Turn the lines below into a numbered list, dropping any blank lines. Leave the pictures out of your answer.

[Image annotation data]
_ _ _

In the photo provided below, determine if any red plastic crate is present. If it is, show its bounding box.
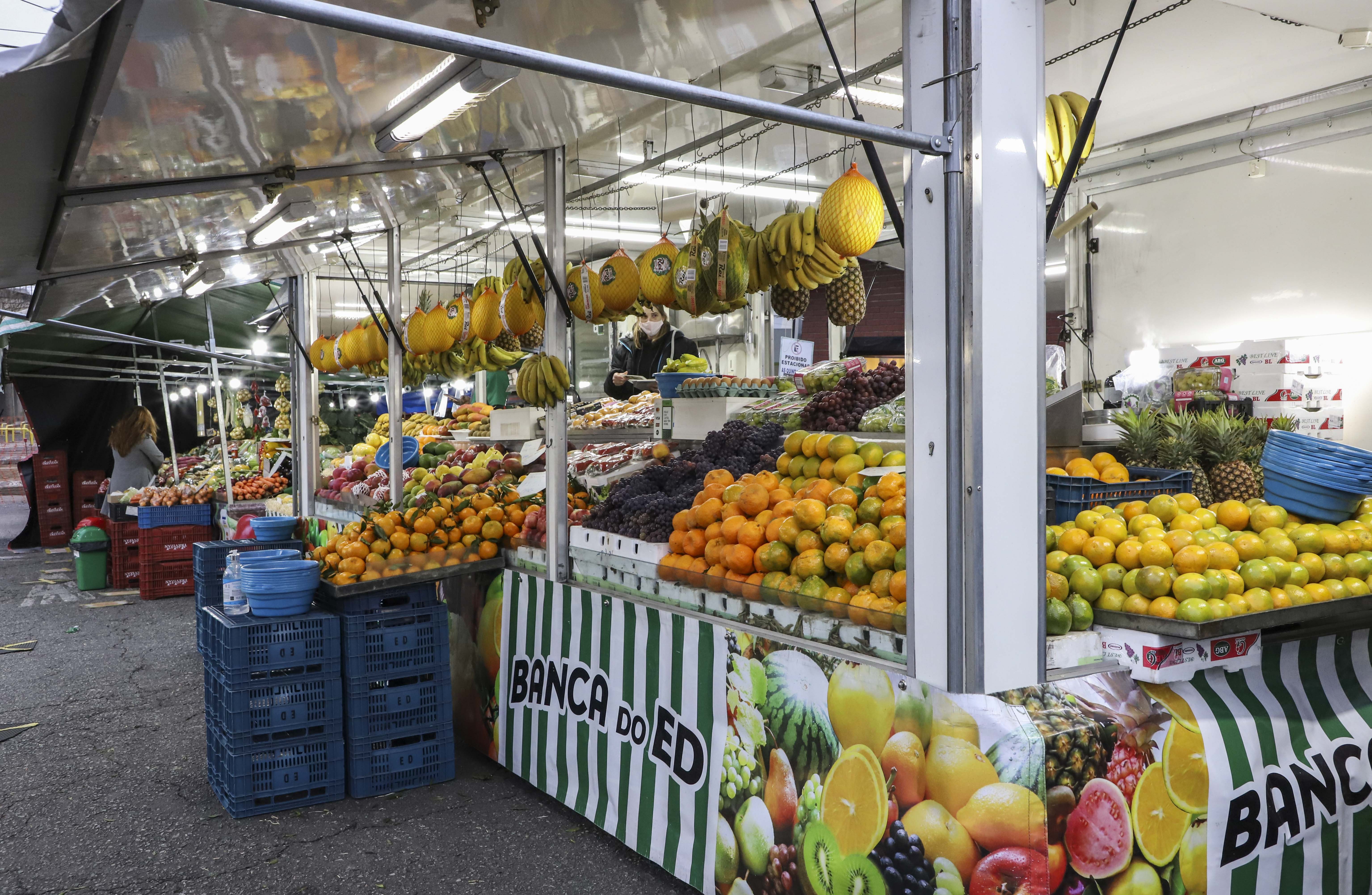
[33,450,67,483]
[139,557,195,600]
[139,526,214,563]
[71,470,104,497]
[33,475,71,507]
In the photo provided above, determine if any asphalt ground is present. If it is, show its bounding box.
[0,502,694,895]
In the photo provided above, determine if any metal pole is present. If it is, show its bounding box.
[204,300,233,519]
[543,147,572,582]
[0,308,285,372]
[386,225,405,507]
[219,0,948,154]
[290,273,320,518]
[938,0,975,693]
[150,312,181,484]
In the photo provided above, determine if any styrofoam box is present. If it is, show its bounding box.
[1047,631,1105,669]
[491,408,545,441]
[1092,625,1262,684]
[1253,401,1343,441]
[1231,368,1343,404]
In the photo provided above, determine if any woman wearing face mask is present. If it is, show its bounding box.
[605,305,700,399]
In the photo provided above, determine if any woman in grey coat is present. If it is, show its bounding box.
[104,408,162,515]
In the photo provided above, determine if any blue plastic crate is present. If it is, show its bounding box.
[333,605,447,681]
[1048,467,1191,524]
[139,504,214,528]
[344,669,453,743]
[314,581,442,615]
[347,721,457,799]
[199,605,343,684]
[204,662,343,748]
[204,725,344,817]
[191,539,305,581]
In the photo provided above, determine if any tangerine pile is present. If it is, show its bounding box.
[314,489,529,587]
[1045,493,1372,622]
[657,470,906,633]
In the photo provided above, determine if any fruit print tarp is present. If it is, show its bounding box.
[1173,630,1372,895]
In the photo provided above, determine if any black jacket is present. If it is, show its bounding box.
[605,323,700,399]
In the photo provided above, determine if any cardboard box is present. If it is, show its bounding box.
[1047,631,1105,669]
[1092,625,1262,684]
[1232,367,1343,404]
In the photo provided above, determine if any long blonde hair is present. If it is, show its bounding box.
[110,408,158,457]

_ _ _

Task response:
1. In the photo provided below, determine if any red plastic crate is present. If it is, show its bounding box.
2. [33,450,67,483]
3. [139,557,195,600]
4. [139,526,214,563]
5. [71,470,104,497]
6. [33,475,71,507]
7. In the photo provided above, determine if any asphalt ground is present. If it is, show its bounding box.
8. [0,502,694,895]
9. In the photo provided above, determine if any metal pole is present. If it is, show its bounding box.
10. [204,300,233,519]
11. [543,147,572,582]
12. [0,308,285,372]
13. [386,225,405,507]
14. [219,0,948,154]
15. [290,273,320,518]
16. [938,0,975,693]
17. [150,312,181,484]
18. In the photo provided above, determine if any styrofoam box is present. If it is, show its bounding box.
19. [1047,631,1105,669]
20. [491,408,545,441]
21. [1092,625,1262,684]
22. [1253,401,1343,441]
23. [1231,368,1343,404]
24. In the photo provided above, determine if any woman wearing face mask is present. If it is, show its bounding box.
25. [605,305,700,399]
26. In the photo provided above, determine if any woman in grey coat is present. If it is, show its bounding box.
27. [104,408,162,515]
28. In the photo provided above, determine if any blue plastic crate is present. If it is, show its bounding box.
29. [333,605,447,681]
30. [1048,467,1191,524]
31. [139,504,214,528]
32. [344,669,453,743]
33. [314,581,442,615]
34. [347,721,457,799]
35. [199,605,343,684]
36. [204,662,343,748]
37. [204,725,344,817]
38. [191,539,305,581]
39. In the photo provided above, determine if any tangerine pile is present. If it is, show its bounding box.
40. [314,489,529,587]
41. [1045,493,1372,622]
42. [657,470,906,633]
43. In the photo provided above, determine if any fruit print tarp is present. If it is, show its bounding box.
44. [1173,630,1372,895]
45. In the photo provided above, determine if any black jacket is present. If it is, show its bounding box.
46. [605,323,700,399]
47. In the photo provided above, determine if any cardboard box is present. If it is, show its bounding box.
48. [1047,631,1105,669]
49. [1092,625,1262,684]
50. [1232,367,1343,404]
51. In the photo provided above, determine if any long blonde hair is present. If it is, show its bounding box.
52. [110,408,158,457]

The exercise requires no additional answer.